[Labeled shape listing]
§ §

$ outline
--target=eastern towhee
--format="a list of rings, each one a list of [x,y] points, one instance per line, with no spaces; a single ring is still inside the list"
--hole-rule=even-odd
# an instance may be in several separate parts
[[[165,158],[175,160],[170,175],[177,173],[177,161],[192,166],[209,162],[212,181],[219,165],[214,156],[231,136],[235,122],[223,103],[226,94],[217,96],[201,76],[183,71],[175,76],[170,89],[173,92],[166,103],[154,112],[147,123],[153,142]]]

§ §

▶ [DO THIS]:
Lay out every entry in the listing as a two-column CSV with the header command,result. Give one row per entry, with its text under command and its answer under result, and put each value in a single quoted field with line breaks replaced by spaces.

▶ [ANSWER TO THE PROBLEM]:
command,result
"$ outline --target=eastern towhee --format=""a list of rings, each one a list of [x,y] points, one instance per line, with no spaces; a single ring is still inside the list"" --hole-rule=even-odd # an instance may be in several separate parts","[[[165,158],[175,160],[170,175],[177,173],[177,161],[192,166],[209,162],[212,181],[219,165],[214,156],[231,136],[235,122],[223,103],[226,94],[217,96],[201,76],[183,71],[175,76],[170,89],[173,92],[166,103],[154,112],[147,123],[153,142]]]"